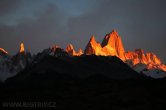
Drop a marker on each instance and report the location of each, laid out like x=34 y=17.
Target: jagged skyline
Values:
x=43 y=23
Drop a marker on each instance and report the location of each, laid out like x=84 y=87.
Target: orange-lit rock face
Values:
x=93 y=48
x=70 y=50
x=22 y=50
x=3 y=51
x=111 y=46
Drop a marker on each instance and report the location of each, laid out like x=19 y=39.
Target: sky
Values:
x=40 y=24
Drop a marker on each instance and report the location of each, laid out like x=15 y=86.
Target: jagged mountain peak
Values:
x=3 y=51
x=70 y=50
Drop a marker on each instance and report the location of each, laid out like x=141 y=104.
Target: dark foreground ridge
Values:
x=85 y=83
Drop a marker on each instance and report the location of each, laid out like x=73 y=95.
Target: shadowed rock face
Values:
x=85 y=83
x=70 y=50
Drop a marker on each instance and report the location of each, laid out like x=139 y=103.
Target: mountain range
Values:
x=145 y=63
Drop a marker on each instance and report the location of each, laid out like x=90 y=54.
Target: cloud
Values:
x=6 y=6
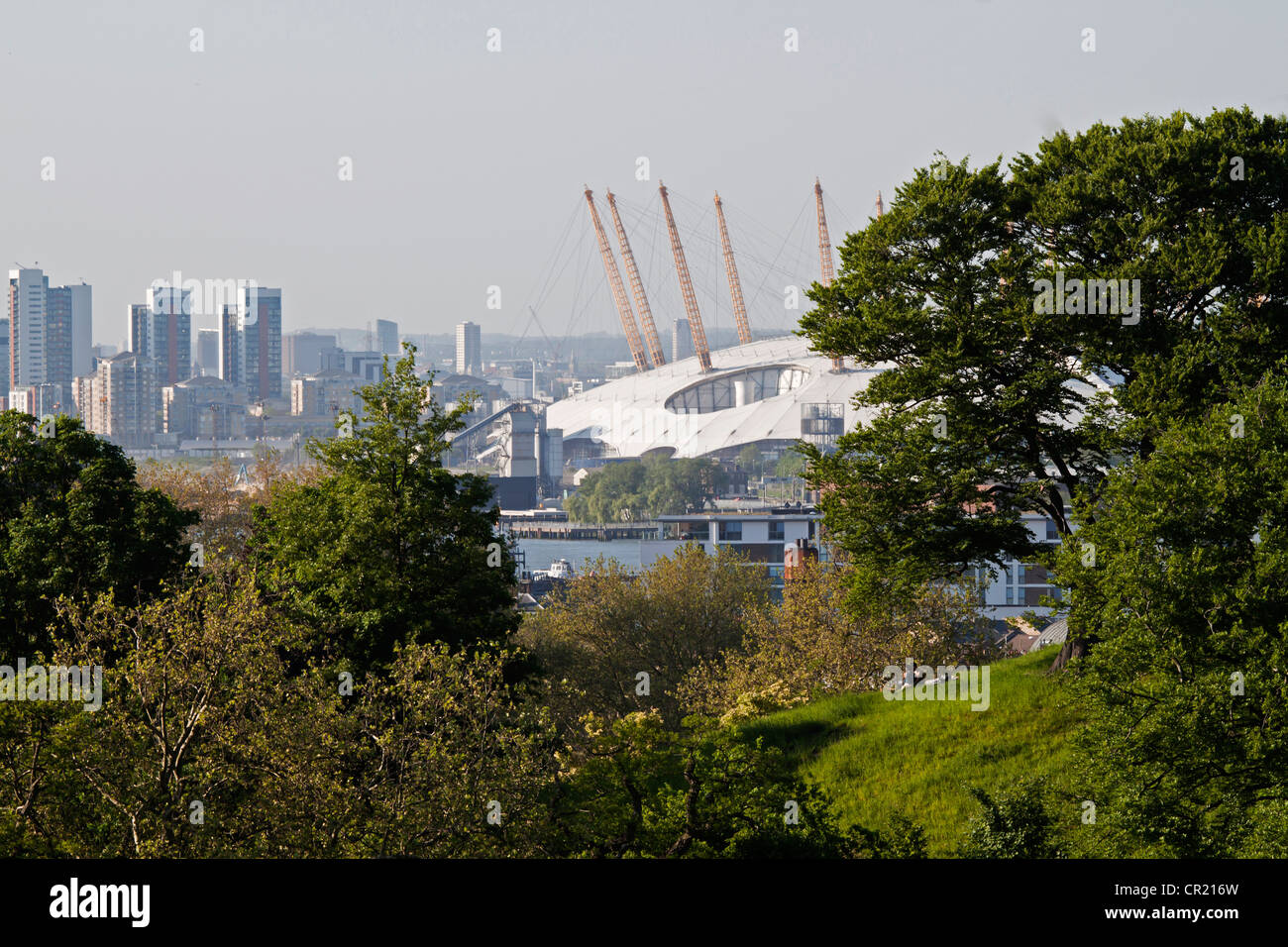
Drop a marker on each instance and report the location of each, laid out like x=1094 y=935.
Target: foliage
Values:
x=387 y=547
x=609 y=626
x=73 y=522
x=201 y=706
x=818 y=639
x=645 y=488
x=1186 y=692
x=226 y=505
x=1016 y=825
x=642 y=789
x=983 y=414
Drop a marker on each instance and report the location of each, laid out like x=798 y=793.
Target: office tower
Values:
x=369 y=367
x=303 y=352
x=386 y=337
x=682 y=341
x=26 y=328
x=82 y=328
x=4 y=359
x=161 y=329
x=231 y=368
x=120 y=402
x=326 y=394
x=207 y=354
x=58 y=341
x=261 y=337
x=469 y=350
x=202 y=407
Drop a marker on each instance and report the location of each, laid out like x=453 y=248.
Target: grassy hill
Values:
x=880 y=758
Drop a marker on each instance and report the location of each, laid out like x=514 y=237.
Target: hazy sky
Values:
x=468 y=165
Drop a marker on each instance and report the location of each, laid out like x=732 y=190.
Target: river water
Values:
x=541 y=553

:::

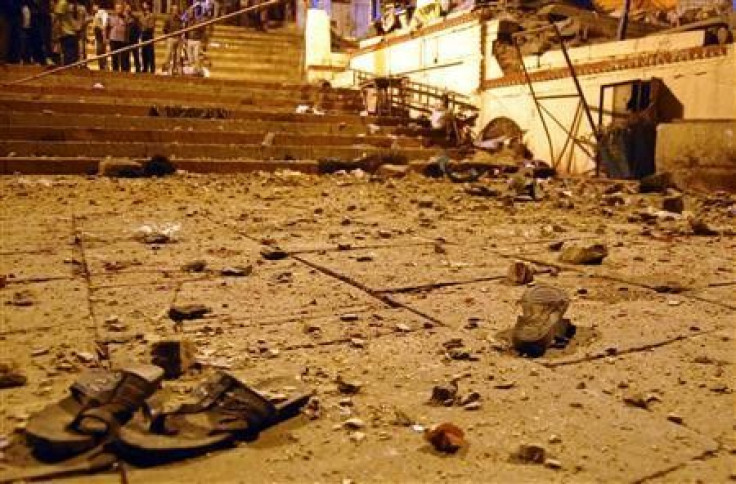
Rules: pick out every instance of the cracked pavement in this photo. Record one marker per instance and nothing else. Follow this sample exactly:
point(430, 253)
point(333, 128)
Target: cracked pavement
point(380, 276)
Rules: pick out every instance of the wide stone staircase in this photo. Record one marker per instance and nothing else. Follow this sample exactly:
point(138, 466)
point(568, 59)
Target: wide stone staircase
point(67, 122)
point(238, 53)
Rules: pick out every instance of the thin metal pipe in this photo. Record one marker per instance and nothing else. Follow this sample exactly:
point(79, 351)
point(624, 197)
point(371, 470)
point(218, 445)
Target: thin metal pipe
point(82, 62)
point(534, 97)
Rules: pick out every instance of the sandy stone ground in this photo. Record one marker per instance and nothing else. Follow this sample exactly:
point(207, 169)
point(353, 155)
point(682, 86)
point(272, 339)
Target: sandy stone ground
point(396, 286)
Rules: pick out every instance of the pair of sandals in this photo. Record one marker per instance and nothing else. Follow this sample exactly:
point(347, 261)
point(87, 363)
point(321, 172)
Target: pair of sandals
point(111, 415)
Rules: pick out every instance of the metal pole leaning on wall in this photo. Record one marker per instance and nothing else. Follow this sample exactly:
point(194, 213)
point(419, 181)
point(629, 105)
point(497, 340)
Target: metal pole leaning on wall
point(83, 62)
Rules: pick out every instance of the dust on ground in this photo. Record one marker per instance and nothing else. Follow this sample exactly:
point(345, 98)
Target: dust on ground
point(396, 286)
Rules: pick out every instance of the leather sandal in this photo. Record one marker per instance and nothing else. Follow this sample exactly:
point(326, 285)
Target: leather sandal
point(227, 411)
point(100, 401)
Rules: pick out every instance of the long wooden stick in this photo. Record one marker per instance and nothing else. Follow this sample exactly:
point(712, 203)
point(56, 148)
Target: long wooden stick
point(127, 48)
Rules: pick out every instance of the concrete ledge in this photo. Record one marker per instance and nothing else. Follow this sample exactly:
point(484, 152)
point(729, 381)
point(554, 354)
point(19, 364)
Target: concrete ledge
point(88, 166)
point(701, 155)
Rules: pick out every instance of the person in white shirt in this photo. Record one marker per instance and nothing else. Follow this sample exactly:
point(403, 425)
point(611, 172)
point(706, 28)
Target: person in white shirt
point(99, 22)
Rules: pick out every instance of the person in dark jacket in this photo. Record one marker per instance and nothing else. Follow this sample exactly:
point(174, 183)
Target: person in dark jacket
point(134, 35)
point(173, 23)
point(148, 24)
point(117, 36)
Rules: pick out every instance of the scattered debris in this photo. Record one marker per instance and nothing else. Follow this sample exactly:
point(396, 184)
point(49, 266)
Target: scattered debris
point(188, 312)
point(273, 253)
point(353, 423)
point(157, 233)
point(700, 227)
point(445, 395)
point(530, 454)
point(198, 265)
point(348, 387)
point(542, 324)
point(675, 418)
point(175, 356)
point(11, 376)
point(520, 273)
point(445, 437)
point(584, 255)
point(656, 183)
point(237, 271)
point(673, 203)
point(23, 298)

:::

Review the preceding data and report every line that includes the string "mountain".

Target: jagged mountain peak
Target: mountain range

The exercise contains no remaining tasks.